● WHAT THIS TASK INVOLVES
In the material below, change every "one instance per line" to "one instance per row" and keep everything else the same.

┌──

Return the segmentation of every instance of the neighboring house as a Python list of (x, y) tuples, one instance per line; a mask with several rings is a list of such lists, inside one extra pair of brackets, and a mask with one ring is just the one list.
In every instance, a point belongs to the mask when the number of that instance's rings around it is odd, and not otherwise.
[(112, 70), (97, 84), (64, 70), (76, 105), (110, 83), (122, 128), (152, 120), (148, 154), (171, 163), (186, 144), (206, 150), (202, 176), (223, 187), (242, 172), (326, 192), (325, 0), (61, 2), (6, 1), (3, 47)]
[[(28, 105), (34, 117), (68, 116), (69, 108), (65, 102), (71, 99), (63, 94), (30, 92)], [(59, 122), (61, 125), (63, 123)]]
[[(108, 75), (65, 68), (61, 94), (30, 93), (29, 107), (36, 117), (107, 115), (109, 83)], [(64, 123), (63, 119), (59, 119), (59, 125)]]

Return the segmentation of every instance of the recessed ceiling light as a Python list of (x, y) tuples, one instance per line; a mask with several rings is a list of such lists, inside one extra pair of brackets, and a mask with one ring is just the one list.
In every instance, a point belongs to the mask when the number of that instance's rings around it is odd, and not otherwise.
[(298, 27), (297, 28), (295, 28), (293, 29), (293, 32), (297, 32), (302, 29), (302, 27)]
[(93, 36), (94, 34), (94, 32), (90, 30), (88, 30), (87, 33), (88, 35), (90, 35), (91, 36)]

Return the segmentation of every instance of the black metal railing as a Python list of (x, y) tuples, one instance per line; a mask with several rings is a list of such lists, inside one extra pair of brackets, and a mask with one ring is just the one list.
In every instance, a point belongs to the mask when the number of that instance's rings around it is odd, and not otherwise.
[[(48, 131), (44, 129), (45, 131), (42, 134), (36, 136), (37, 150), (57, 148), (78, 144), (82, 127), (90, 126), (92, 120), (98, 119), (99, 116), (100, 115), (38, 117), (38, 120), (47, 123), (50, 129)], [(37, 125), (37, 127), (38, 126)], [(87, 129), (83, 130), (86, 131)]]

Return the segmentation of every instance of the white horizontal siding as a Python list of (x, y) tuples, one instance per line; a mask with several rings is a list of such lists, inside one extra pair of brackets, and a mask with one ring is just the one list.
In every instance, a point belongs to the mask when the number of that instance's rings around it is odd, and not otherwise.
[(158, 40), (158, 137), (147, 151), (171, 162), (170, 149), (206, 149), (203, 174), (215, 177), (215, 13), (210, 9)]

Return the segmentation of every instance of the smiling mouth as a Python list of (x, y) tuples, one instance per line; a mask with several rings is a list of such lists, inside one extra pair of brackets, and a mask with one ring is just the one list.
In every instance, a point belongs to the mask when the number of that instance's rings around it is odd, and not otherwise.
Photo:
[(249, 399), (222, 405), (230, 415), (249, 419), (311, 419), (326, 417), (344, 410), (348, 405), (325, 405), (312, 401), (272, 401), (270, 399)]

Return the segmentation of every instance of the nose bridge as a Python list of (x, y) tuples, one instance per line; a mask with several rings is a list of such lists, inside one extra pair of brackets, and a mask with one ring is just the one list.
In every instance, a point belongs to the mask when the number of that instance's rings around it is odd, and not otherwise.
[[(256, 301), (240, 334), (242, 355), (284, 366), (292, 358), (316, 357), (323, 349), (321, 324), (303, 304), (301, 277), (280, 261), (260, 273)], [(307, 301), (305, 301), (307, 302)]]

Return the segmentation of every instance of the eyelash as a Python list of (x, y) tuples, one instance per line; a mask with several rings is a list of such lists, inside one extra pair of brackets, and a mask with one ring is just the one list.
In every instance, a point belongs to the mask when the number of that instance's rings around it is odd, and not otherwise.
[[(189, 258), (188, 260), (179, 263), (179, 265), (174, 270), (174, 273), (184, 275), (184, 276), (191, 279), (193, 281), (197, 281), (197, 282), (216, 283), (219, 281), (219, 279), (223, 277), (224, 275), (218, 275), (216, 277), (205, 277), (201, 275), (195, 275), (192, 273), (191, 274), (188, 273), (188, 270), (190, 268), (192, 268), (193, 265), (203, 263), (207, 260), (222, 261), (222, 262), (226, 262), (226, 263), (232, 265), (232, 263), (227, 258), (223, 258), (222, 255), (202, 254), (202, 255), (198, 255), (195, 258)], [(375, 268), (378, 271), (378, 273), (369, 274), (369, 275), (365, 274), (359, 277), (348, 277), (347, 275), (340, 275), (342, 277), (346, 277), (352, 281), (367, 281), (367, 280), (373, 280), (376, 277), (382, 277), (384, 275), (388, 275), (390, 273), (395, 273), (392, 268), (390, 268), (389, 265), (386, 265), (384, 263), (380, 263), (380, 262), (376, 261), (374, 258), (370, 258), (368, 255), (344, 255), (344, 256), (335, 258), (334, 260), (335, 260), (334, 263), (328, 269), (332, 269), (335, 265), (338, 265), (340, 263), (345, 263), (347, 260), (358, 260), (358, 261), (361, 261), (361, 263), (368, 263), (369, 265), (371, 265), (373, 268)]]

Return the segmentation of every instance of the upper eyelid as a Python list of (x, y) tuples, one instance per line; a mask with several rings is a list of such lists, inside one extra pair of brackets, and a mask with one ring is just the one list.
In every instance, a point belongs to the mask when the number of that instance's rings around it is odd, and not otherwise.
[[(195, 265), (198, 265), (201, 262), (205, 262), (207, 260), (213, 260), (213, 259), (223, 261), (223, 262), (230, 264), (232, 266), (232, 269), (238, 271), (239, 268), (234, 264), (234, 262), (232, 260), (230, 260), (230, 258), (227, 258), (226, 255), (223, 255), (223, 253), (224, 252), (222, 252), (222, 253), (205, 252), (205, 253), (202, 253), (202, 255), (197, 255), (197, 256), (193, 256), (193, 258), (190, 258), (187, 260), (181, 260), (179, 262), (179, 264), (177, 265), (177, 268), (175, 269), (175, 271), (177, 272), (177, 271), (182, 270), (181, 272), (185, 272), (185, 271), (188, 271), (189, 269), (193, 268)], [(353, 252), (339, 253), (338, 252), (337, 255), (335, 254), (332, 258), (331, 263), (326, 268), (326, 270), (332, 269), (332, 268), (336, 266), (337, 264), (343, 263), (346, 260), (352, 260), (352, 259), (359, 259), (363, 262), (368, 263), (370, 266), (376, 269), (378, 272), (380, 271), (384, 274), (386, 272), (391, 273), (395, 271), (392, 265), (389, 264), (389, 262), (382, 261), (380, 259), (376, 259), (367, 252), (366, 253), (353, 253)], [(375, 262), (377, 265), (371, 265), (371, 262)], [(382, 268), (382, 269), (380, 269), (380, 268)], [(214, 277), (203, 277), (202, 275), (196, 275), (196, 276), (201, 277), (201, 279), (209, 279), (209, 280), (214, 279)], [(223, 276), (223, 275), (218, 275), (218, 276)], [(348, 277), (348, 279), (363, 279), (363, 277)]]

└──

● WRITTEN SOLUTION
Return the segmentation of every instance of the neighboring house as a Python list of (x, y) tuples, one instance per row; a mask with several rings is a list of such lists, inside one extra pair of brackets, and a mask with one ring is just the one list.
In every instance, a point belongs to the mask when the number of that instance's rings around it is odd, and not otherwise.
[(112, 70), (97, 84), (64, 70), (76, 105), (110, 83), (122, 128), (152, 120), (148, 154), (171, 163), (186, 144), (206, 150), (202, 176), (223, 187), (242, 172), (326, 192), (325, 0), (61, 2), (6, 1), (3, 47)]
[[(28, 105), (34, 117), (68, 116), (69, 108), (65, 102), (71, 99), (63, 94), (30, 92)], [(59, 122), (61, 125), (63, 123)]]
[[(108, 75), (65, 68), (61, 94), (30, 93), (29, 107), (36, 117), (107, 115), (109, 83)], [(64, 123), (63, 119), (59, 119), (59, 125)]]

Return the segmentation of every instance of the recessed ceiling light as a Python list of (x, y) tuples, one instance per row; a mask with several rings is a list of such lists, inside one extra pair of brackets, and a mask with one ring is just the one list.
In every instance, a point belongs to the mask when the number of that instance's rings around it is odd, and not otherwise.
[(298, 27), (297, 28), (295, 28), (293, 29), (293, 32), (297, 32), (302, 29), (302, 27)]
[(93, 36), (94, 34), (94, 32), (90, 30), (88, 30), (87, 33), (88, 35), (90, 35), (91, 36)]

Return the segmentation of every instance of the black metal railing as a Python list of (x, y) tuples, one instance per row; a mask with several rings is a list of such lists, inside one extra pair of brackets, and a mask with one ring is just the one list.
In every instance, a point belongs to the mask when the number of that instance's rings around it is odd, and not otherwise.
[[(48, 131), (44, 129), (45, 131), (42, 134), (36, 136), (37, 150), (57, 148), (78, 144), (82, 127), (90, 126), (92, 120), (98, 119), (99, 116), (100, 115), (38, 117), (38, 120), (47, 123), (50, 129)], [(37, 125), (37, 127), (38, 126)], [(87, 129), (83, 130), (86, 131)]]

Return the segmentation of every instance of the white horizontal siding as a Python list of (x, y) tuples, one instance per row; a mask with several rings is a list of such lists, inside one extra pair of brackets, and a mask with one ring is just the one list.
In every instance, a point belongs to the mask when the number of that instance's rings around it is odd, and not otherwise.
[(158, 40), (158, 137), (147, 151), (171, 162), (170, 149), (206, 149), (203, 174), (215, 177), (215, 13), (210, 9)]

Return the segmentation of every instance of the smiling mouth as a Python list of (x, y) tuples, one instance per row; a mask with several rings is a list of such lists, inside one extra pair of brackets, and a mask with one ring is just the one list.
In every instance, a point belongs to the mask when the number of that instance's rings around it is odd, and not otherwise.
Photo:
[(249, 399), (222, 405), (230, 415), (249, 419), (311, 419), (326, 417), (344, 410), (348, 405), (325, 405), (312, 401), (272, 401), (270, 399)]

Return the segmentation of every instance of the nose bridge as a Python list of (x, y) tuples, one instance per row; a mask with several rings is a list of such lists, inside one extra pair of brackets, and a mask with one ring is just the one list.
In every instance, a point belongs to the mask when the number of that instance's rings around it is odd, and not otherwise.
[[(256, 301), (240, 334), (242, 355), (284, 366), (292, 358), (316, 357), (323, 349), (321, 324), (303, 304), (301, 277), (280, 261), (260, 273)], [(307, 301), (305, 301), (307, 302)]]

Return the segmentation of every instance of the eyelash as a Python list of (x, y) tuples, one instance per row; a mask with several rings is a list of such lists, inside one extra pair of brackets, and a mask with one ring is just the one list.
In every instance, a point belongs to the mask when the number of that instance's rings around it is odd, and not otherwise.
[[(189, 258), (188, 260), (179, 263), (179, 265), (174, 270), (174, 273), (184, 275), (184, 276), (191, 279), (193, 281), (197, 281), (197, 282), (216, 283), (219, 281), (219, 279), (223, 277), (224, 275), (218, 275), (216, 277), (205, 277), (201, 275), (195, 275), (192, 273), (191, 274), (188, 273), (188, 270), (190, 268), (192, 268), (193, 265), (203, 263), (207, 260), (222, 261), (222, 262), (226, 262), (226, 263), (232, 265), (232, 263), (227, 258), (223, 258), (222, 255), (202, 254), (202, 255), (198, 255), (195, 258)], [(375, 268), (378, 271), (378, 273), (369, 274), (369, 275), (365, 274), (359, 277), (348, 277), (347, 275), (340, 275), (342, 277), (346, 277), (352, 281), (367, 281), (367, 280), (373, 280), (376, 277), (382, 277), (384, 275), (388, 275), (390, 273), (395, 273), (392, 268), (390, 268), (389, 265), (386, 265), (384, 263), (380, 263), (380, 262), (376, 261), (374, 258), (370, 258), (368, 255), (344, 255), (344, 256), (335, 258), (334, 260), (335, 260), (334, 263), (328, 269), (332, 269), (335, 265), (338, 265), (340, 263), (345, 263), (347, 260), (358, 260), (358, 261), (361, 261), (361, 263), (368, 263), (369, 265), (371, 265), (373, 268)]]

Return the segmentation of every instance of the upper eyelid as a Python list of (x, y) tuples, one instance per row; a mask with several rings is a list of such lists, inside one extra pair of brackets, and a mask with one ring is just the one list.
In every instance, a point belongs to the mask when the number of that instance's rings around it is odd, and not otherwise.
[[(195, 265), (198, 265), (201, 262), (205, 262), (207, 260), (213, 260), (213, 259), (223, 261), (223, 262), (230, 264), (232, 266), (232, 269), (238, 271), (239, 268), (234, 264), (234, 262), (232, 260), (230, 260), (230, 258), (227, 258), (226, 255), (223, 255), (223, 253), (224, 252), (222, 252), (222, 253), (205, 252), (205, 253), (202, 253), (202, 255), (197, 255), (197, 256), (193, 256), (193, 258), (190, 258), (187, 260), (181, 260), (179, 262), (179, 264), (177, 265), (177, 268), (175, 269), (175, 271), (177, 272), (177, 271), (182, 270), (181, 272), (185, 272), (185, 271), (188, 271), (189, 269), (193, 268)], [(353, 252), (339, 253), (338, 252), (337, 255), (335, 254), (332, 258), (331, 263), (326, 268), (326, 270), (332, 269), (332, 268), (336, 266), (337, 264), (343, 263), (346, 260), (352, 260), (352, 259), (359, 259), (363, 262), (368, 263), (370, 266), (376, 269), (378, 272), (380, 271), (384, 274), (386, 272), (391, 273), (395, 271), (392, 265), (389, 264), (389, 262), (382, 261), (380, 259), (376, 259), (367, 252), (366, 253), (353, 253)], [(375, 262), (377, 265), (371, 265), (371, 262)], [(382, 268), (382, 269), (380, 269), (380, 268)], [(214, 277), (203, 277), (202, 275), (196, 275), (196, 276), (201, 277), (201, 279), (209, 279), (209, 280), (214, 279)], [(223, 276), (223, 275), (218, 275), (218, 276)], [(348, 277), (348, 279), (363, 279), (363, 277)]]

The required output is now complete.